> **TRABAJO POR REALIZAR**:
• 1. Según el fragmento sobre la serie Enjambre, ¿en qué momento Dre deja de ser una justiciera para revelarse como una psicópata?
• 2. Reescriba de forma más breve el párrafo del fragmento sobre Enjambre que comienza con «Y es que Enjambre también es eso», conservando sus datos principales.
• 3. Prosiga el fragmento sobre la serie Enjambre a partir de su última oración.

> **FRAGMENTO SELECCIONADO**:

⁂

En una propuesta tan extrema como Enjambre, no es de extrañar que los guionistas hermanen el concepto de white saviour (el grupito de niñas blancas bien que salvan a la pobre negrita descarriada) con una estética sectaria que incluye vestidos vaporosos, marcas en la piel y una mansión de portada de la revista Arquitectura y Diseño, todo ello asociado a esos grupos de apoyo tan en boga en estos tiempos.
Y es que Enjambre también es eso. Una enmienda a la totalidad. Una serie que empieza mirándose en el subgénero de películas de venganza para, a las primeras de cambio, guiñarle un ojo a Taxi Driver (Martin Scorsese, 1976). Cuando, al final del segundo episodio, Dre deja de ser una justiciera para revelarse como una psicópata, cuando deja de ser una presunta aliada para ser una asesina, todo cambia.

⁂

> **LÍNEAS DE DATOS**:
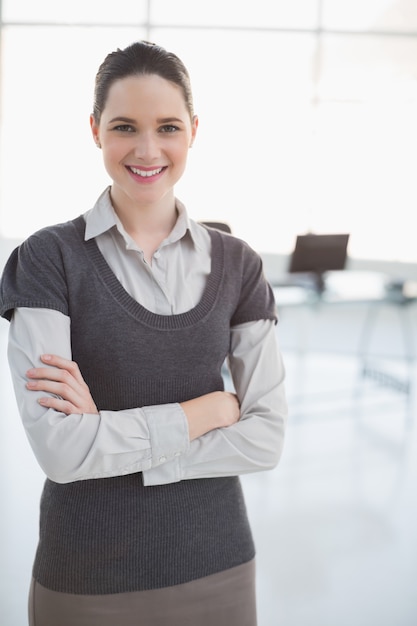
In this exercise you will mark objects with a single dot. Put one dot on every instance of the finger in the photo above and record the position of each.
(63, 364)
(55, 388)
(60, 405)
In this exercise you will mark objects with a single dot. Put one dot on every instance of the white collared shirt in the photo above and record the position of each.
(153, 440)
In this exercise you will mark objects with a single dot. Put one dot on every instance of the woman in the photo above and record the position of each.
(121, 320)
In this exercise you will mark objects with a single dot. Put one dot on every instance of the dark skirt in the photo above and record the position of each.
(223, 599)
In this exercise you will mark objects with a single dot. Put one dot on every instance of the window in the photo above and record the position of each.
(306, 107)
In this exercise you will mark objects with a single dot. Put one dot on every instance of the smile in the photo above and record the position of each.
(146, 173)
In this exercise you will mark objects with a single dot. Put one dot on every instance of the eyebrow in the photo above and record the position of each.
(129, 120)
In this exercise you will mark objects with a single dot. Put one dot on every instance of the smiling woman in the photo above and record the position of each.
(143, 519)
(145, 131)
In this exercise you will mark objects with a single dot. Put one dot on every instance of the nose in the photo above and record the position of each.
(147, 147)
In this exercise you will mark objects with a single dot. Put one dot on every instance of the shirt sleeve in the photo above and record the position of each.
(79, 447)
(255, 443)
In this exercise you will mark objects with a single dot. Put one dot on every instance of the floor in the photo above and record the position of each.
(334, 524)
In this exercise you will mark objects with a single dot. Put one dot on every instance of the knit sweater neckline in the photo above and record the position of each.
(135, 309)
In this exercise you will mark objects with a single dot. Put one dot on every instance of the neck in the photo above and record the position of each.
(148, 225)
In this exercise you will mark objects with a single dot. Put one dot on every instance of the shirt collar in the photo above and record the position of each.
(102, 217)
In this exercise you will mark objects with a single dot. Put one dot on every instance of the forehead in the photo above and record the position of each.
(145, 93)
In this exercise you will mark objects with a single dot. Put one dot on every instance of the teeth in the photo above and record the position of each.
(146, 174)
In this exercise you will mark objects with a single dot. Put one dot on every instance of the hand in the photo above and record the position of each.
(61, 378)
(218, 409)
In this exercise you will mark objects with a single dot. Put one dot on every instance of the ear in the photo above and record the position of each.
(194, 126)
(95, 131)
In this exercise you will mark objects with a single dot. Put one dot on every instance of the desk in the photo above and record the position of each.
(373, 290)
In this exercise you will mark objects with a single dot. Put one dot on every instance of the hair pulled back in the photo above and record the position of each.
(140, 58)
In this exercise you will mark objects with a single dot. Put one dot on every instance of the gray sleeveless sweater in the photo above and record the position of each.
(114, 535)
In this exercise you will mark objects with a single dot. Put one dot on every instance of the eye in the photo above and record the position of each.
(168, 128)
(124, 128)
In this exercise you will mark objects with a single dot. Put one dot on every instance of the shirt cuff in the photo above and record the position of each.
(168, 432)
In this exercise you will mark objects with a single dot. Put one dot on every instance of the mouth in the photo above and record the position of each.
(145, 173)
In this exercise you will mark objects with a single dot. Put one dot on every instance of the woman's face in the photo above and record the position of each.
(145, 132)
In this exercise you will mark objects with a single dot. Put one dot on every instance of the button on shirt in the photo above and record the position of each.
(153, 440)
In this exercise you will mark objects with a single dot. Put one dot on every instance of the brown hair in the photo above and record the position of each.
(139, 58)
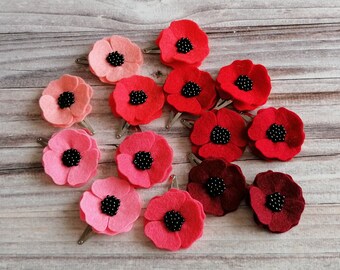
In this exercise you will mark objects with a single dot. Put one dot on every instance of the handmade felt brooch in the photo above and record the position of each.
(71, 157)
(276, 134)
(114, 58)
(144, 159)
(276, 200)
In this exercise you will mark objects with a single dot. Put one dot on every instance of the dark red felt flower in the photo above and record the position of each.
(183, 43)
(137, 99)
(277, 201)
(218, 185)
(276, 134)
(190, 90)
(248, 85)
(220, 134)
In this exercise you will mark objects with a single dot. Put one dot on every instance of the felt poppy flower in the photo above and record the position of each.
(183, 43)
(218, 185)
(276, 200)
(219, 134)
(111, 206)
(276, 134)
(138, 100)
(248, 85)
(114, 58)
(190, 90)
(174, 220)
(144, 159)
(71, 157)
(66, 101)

⁂

> **LAS RESPUESTAS**:
• 1. Al final del segundo episodio.

• 2. Enjambre es una enmienda a la totalidad: parte del subgénero de películas de venganza y enseguida guiña un ojo a Taxi Driver (Martin Scorsese, 1976). Al final del segundo episodio, Dre pasa de justiciera y presunta aliada a psicópata y asesina, y todo cambia.

• 3.
A través de la mirada de esa mujer desnortada y furiosa se filtrará una descarnada reflexión sobre una sociedad que parece diseñada para crear monstruos, jóvenes como Dre a las que, a posteriori, es muy fácil juzgar, pero sobre las que preferimos no preguntarnos de donde salen, no sea que las respuestas terminen por señalarnos (en este sentido, la serie es ejemplar). En todo caso, siempre es mejor matar (metafóricamente) a nuestros ídolos, antes que empezar a asesinar (literalmente) a cualquiera que no los ame.